_Gegebener Textauszug_:
Jens Hungershausen, Vorstandsvorsitzender der Deutschsprachigen SAP-Anwendergruppe (DSAG), kommentiert das Ergebnis der aktuellen Investitionsumfrage unter SAP-Kunden mit den Worten: „Die pessimistische Stimmung vom Sommer letzten Jahres ist mittlerweile einem verhaltenen Optimismus gewichen.“Der Anwenderverein hat zwischen November 2020 und Januar 2021 fast 250 CIOs und IT-Verantwortliche aus Deutschland, Österreich und der Schweiz zu ihren Plänen befragt. Demzufolge wollen 43 Prozent mehr Geld in ihre SAP-Systeme investieren, ein leichter Rückgang im Vergleich zu den Zahlen aus dem Investitionsreport 2020 (49 Prozent). Noch vor gut einem halben Jahr sah das ganz anders aus. Infolge der Coronakrise berichteten damals fast drei Viertel der Betriebe von zum Teil stark rückläufigen Umsätzen. Gut jeder fünfte IT-Verantwortliche klagte, sein Budget sei um mehr als ein Fünftel zusammengestrichen worden.
Das hatte Konsequenzen für die laufenden S/4HANA-Umstellungen. Während die Hälfte der im Sommer 2020 befragten SAP-Anwender angab, ihre Migrationsprojekte konsequent weiterverfolgen zu wollen, erklärten 43 Prozent, die Einführung der SAP-Software aufzuschieben oder zurückzustellen. Die häufigste Begründung: Es fehle der Business Case. Mittlerweile scheint sich der erste Corona-Schock etwas gelegt zu haben. Immerhin 56 Prozent der befragten SAP-Anwender planen mittlere (25 Prozent) bis hohe (31 Prozent) Investitionen in die neue Produktgeneration aus Walldorf (2020: 52 Prozent). Dabei liegt der Fokus nach wie vor klar auf der On-Premises-Variante. 44 Prozent der Befragten wollen an dieser Stelle investieren. Nur zwölf Prozent planen mit der Cloud-Variante (siehe Seite 18).
„Hier spielen vermutlich Vorbehalte eine Rolle, sensible Firmendaten in die Cloud zu stellen“, sagte DSAG-Mann Hungershausen. Diese speisten sich aus der europäischen Mentalität sowie den strikten Vorgaben der EU-Datenschutzgrundverordnung. Auch wenn inzwischen viel Geld in S/4HANA-Vorhaben fließt, wollen die Projekte noch nicht so recht in Schwung kommen. Laut DSAG-Umfrage haben 14 Prozent der Befragten S/4HANA bereits im Einsatz (2020: zehn Prozent). Jeder zehnte Befragte berichtet, sein Unternehmen plane den Umstieg für dieses Jahr. Weitere 39 Prozent wollen in den kommenden drei Jahren den Umstieg abgeschlossen haben.

_Ihre Aufgabe a_:
Geben Sie aus dem Textauszug zur DSAG-Investitionsumfrage wörtlich den Abschnitt wieder, der mit den Worten „Das hatte Konsequenzen“ beginnt und mit „(siehe Seite 18).“ endet.
Der Textauszug und die Auflistung sind voneinander unabhängiges Material.

_Vorliegende Auflistung_:
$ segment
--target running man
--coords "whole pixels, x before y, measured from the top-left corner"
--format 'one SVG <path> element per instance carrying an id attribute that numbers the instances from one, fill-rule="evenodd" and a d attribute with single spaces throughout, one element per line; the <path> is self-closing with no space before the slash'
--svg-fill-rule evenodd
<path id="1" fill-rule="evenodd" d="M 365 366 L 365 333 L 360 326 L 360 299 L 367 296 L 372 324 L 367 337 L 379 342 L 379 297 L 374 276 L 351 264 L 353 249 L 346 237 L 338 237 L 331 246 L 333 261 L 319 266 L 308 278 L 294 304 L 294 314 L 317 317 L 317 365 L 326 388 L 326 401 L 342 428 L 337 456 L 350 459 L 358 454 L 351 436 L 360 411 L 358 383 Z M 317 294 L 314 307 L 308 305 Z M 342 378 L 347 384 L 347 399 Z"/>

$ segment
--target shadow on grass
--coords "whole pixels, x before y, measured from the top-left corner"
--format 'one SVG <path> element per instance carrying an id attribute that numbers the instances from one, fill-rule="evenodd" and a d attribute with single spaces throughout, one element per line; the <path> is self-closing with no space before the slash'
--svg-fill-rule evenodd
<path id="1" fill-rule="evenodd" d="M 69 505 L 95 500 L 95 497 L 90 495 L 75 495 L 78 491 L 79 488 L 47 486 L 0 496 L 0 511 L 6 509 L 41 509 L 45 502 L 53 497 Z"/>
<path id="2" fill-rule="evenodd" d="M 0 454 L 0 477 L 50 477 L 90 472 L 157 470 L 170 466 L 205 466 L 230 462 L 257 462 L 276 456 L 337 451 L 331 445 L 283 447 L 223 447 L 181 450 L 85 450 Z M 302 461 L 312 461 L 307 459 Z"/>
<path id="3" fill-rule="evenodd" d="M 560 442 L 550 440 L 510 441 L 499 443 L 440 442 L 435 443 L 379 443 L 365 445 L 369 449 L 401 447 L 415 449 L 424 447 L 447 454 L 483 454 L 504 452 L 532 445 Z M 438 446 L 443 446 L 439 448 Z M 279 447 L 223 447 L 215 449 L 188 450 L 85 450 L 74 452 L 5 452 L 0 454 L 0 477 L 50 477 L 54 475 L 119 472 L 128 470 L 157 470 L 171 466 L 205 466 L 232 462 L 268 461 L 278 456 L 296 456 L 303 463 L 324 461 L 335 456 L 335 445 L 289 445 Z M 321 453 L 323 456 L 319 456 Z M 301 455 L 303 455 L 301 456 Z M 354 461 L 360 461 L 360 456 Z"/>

_Ihre Aufgabe b_:
Geben Sie die Zeilen der Auflistung vom Beginn bis einschließlich der Zeile, die „365 366 L 365“ enthält, als JSON-Liste von Zeichenketten aus. Verwenden Sie dabei je Zeile eine Zeichenkette und lassen Sie Leerzeilen weg.

_Korrekte Lösung a_:
Das hatte Konsequenzen für die laufenden S/4HANA-Umstellungen. Während die Hälfte der im Sommer 2020 befragten SAP-Anwender angab, ihre Migrationsprojekte konsequent weiterverfolgen zu wollen, erklärten 43 Prozent, die Einführung der SAP-Software aufzuschieben oder zurückzustellen. Die häufigste Begründung: Es fehle der Business Case. Mittlerweile scheint sich der erste Corona-Schock etwas gelegt zu haben. Immerhin 56 Prozent der befragten SAP-Anwender planen mittlere (25 Prozent) bis hohe (31 Prozent) Investitionen in die neue Produktgeneration aus Walldorf (2020: 52 Prozent). Dabei liegt der Fokus nach wie vor klar auf der On-Premises-Variante. 44 Prozent der Befragten wollen an dieser Stelle investieren. Nur zwölf Prozent planen mit der Cloud-Variante (siehe Seite 18).

_Korrekte Lösung b_:
[
  "$ segment",
  "--target running man",
  "--coords \"whole pixels, x before y, measured from the top-left corner\"",
  "--format 'one SVG <path> element per instance carrying an id attribute that numbers the instances from one, fill-rule=\"evenodd\" and a d attribute with single spaces throughout, one element per line; the <path> is self-closing with no space before the slash'",
  "--svg-fill-rule evenodd",
  "<path id=\"1\" fill-rule=\"evenodd\" d=\"M 365 366 L 365 333 L 360 326 L 360 299 L 367 296 L 372 324 L 367 337 L 379 342 L 379 297 L 374 276 L 351 264 L 353 249 L 346 237 L 338 237 L 331 246 L 333 261 L 319 266 L 308 278 L 294 304 L 294 314 L 317 317 L 317 365 L 326 388 L 326 401 L 342 428 L 337 456 L 350 459 L 358 454 L 351 436 L 360 411 L 358 383 Z M 317 294 L 314 307 L 308 305 Z M 342 378 L 347 384 L 347 399 Z\"/>"
]